(Stored records)

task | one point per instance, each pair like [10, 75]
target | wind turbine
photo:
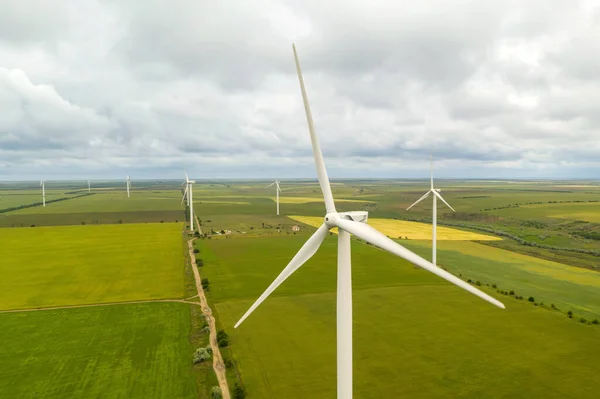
[189, 189]
[347, 223]
[128, 182]
[436, 195]
[276, 183]
[43, 185]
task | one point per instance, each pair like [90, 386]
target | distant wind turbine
[347, 223]
[128, 183]
[189, 190]
[436, 195]
[43, 185]
[278, 190]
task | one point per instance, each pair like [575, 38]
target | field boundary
[218, 364]
[93, 305]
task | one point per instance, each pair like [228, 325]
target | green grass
[569, 288]
[53, 266]
[414, 335]
[120, 351]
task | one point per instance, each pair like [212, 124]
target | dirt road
[218, 364]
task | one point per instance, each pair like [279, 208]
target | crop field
[112, 202]
[53, 266]
[121, 351]
[286, 349]
[412, 230]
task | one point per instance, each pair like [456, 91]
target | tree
[239, 392]
[222, 339]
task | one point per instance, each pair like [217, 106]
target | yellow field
[304, 200]
[413, 230]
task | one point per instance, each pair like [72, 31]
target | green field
[415, 335]
[54, 266]
[120, 351]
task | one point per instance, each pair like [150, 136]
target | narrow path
[218, 364]
[92, 305]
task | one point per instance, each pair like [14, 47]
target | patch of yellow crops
[412, 230]
[304, 200]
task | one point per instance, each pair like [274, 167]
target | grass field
[286, 349]
[412, 230]
[120, 351]
[53, 266]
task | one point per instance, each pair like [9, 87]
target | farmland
[53, 266]
[470, 347]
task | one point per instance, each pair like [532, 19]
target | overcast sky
[101, 89]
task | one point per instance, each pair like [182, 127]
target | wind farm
[309, 249]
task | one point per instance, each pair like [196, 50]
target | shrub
[222, 339]
[238, 391]
[205, 284]
[216, 393]
[202, 354]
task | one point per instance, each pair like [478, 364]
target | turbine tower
[43, 185]
[189, 189]
[436, 195]
[347, 223]
[128, 183]
[278, 190]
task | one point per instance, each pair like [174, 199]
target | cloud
[103, 88]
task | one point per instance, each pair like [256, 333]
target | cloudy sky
[108, 88]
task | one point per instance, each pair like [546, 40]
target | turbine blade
[305, 253]
[319, 163]
[419, 200]
[443, 200]
[374, 237]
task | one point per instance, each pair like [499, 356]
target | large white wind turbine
[278, 190]
[43, 185]
[347, 223]
[189, 190]
[128, 183]
[436, 195]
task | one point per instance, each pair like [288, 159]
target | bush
[202, 354]
[222, 339]
[238, 391]
[216, 393]
[205, 284]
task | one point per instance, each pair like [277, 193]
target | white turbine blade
[419, 200]
[374, 237]
[305, 253]
[319, 163]
[443, 200]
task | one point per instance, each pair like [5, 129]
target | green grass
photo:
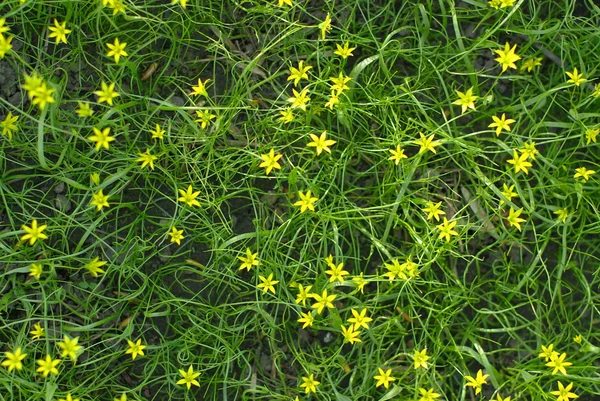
[488, 299]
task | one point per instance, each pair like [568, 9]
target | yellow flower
[8, 124]
[70, 347]
[564, 393]
[267, 283]
[146, 159]
[350, 334]
[466, 100]
[116, 50]
[507, 57]
[501, 123]
[204, 118]
[34, 232]
[299, 100]
[190, 376]
[584, 173]
[575, 77]
[514, 219]
[345, 51]
[249, 261]
[93, 266]
[325, 26]
[477, 382]
[99, 200]
[48, 366]
[135, 348]
[384, 378]
[433, 210]
[176, 235]
[446, 229]
[59, 31]
[323, 301]
[189, 197]
[106, 93]
[309, 384]
[270, 161]
[296, 74]
[14, 360]
[35, 270]
[520, 162]
[306, 201]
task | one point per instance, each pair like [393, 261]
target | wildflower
[306, 201]
[310, 384]
[48, 366]
[323, 301]
[350, 334]
[575, 77]
[359, 319]
[267, 284]
[398, 154]
[189, 377]
[270, 161]
[591, 135]
[84, 110]
[296, 74]
[189, 196]
[548, 353]
[93, 267]
[446, 229]
[287, 116]
[337, 273]
[299, 100]
[339, 83]
[8, 124]
[116, 50]
[477, 382]
[345, 51]
[69, 347]
[360, 282]
[5, 45]
[176, 235]
[559, 364]
[583, 173]
[146, 159]
[200, 89]
[158, 132]
[307, 318]
[501, 123]
[420, 359]
[34, 232]
[14, 360]
[35, 270]
[433, 210]
[303, 294]
[507, 57]
[466, 100]
[520, 162]
[530, 64]
[99, 200]
[321, 143]
[204, 118]
[106, 93]
[325, 26]
[514, 219]
[249, 261]
[384, 378]
[508, 193]
[135, 348]
[429, 395]
[564, 393]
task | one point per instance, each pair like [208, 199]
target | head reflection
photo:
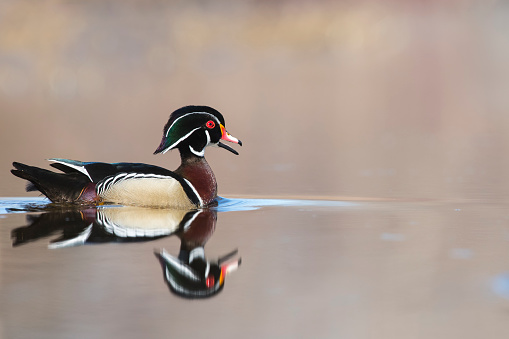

Work item:
Return every line above exactly, omitting images.

Answer box:
task | one point per instance, each pair like [10, 75]
target | wind turbine
photo:
[189, 189]
[347, 223]
[128, 182]
[436, 195]
[276, 183]
[43, 185]
task | one point per instance, each pair like [90, 386]
target | distant wind turbine
[347, 223]
[128, 183]
[189, 190]
[436, 195]
[43, 185]
[278, 190]
task | one point per instance, each pair like [575, 38]
target | field boundary
[218, 364]
[93, 305]
task | one point per instance, each pair like [228, 325]
target | green grass
[569, 288]
[53, 266]
[414, 335]
[120, 351]
task | one point per instance, each pair like [212, 124]
target | dirt road
[218, 364]
task | one point per instance, each pair like [279, 208]
target | crop field
[112, 202]
[53, 266]
[121, 351]
[286, 349]
[412, 230]
task | one point per instance, each pair like [456, 91]
target | tree
[239, 392]
[222, 339]
task | one point per instance, each pair like [217, 106]
target | yellow field
[304, 200]
[413, 230]
task | one point per instance, each pair like [72, 31]
target | green field
[415, 335]
[54, 266]
[120, 351]
task | one point per instance, each pair like [150, 136]
target | narrow path
[218, 364]
[92, 305]
task | one point per instance, each pair like [14, 47]
target | patch of yellow crops
[412, 230]
[304, 200]
task | one point per instance, each pair like [274, 167]
target | grass field
[286, 349]
[412, 230]
[120, 351]
[53, 266]
task | one point per instance, each pair like [9, 87]
target | farmland
[53, 266]
[470, 347]
task | one point per instance, each pair like [532, 19]
target | overcast sky
[101, 89]
task | one point per instance, each pair like [182, 127]
target | wind farm
[309, 249]
task | one point per instance, each pair like [196, 50]
target | shrub
[222, 339]
[238, 391]
[205, 284]
[216, 393]
[202, 354]
task | one point per instance, each pair like [478, 364]
target | turbine tower
[43, 185]
[189, 189]
[436, 195]
[347, 223]
[128, 183]
[278, 190]
task | one point per instance, each pair like [174, 199]
target | cloud
[103, 88]
task | one point per instance, each pair like [256, 333]
target | cloudy sky
[108, 88]
task | one point per instance, each pair like [546, 40]
target | turbine blade
[305, 253]
[319, 163]
[419, 200]
[443, 200]
[374, 237]
task | one point per instance, each pair like [499, 356]
target | large white wind turbine
[278, 190]
[43, 185]
[347, 223]
[189, 190]
[128, 183]
[436, 195]
task | one point per instance, each pair like [288, 159]
target | bush
[202, 354]
[222, 339]
[238, 391]
[216, 393]
[205, 284]
task | one point per instance, each pair like [277, 193]
target | white turbine blade
[419, 200]
[374, 237]
[305, 253]
[319, 163]
[443, 200]
task | one point per instance, each pair like [5, 129]
target | green grass
photo:
[488, 299]
task | one point per instance, each pair like [568, 9]
target | yellow flower
[8, 124]
[70, 347]
[564, 393]
[267, 283]
[146, 159]
[350, 334]
[466, 100]
[116, 50]
[507, 57]
[501, 123]
[204, 118]
[34, 232]
[299, 100]
[190, 376]
[584, 173]
[575, 77]
[514, 219]
[345, 51]
[249, 261]
[93, 266]
[325, 26]
[477, 382]
[99, 200]
[48, 366]
[135, 348]
[384, 378]
[433, 210]
[176, 235]
[446, 229]
[59, 31]
[323, 301]
[189, 197]
[106, 93]
[309, 384]
[270, 161]
[296, 74]
[14, 360]
[35, 270]
[520, 162]
[306, 201]
task | one point per instance, each pair like [393, 261]
target | wildflower
[306, 201]
[310, 384]
[48, 366]
[323, 301]
[350, 334]
[575, 77]
[359, 319]
[267, 284]
[398, 154]
[189, 377]
[270, 161]
[591, 135]
[84, 110]
[296, 74]
[189, 196]
[548, 353]
[93, 267]
[446, 229]
[287, 116]
[337, 273]
[299, 100]
[339, 83]
[8, 124]
[116, 50]
[477, 382]
[345, 51]
[69, 347]
[360, 282]
[5, 45]
[176, 235]
[559, 364]
[583, 173]
[146, 159]
[200, 89]
[158, 132]
[307, 318]
[501, 123]
[420, 359]
[34, 232]
[14, 360]
[35, 270]
[433, 210]
[303, 294]
[507, 57]
[466, 100]
[520, 162]
[530, 64]
[99, 200]
[321, 143]
[204, 118]
[106, 93]
[325, 26]
[514, 219]
[249, 261]
[384, 378]
[508, 193]
[135, 348]
[429, 395]
[564, 393]
task | one point per instance, each pair like [208, 199]
target | head reflection
photo:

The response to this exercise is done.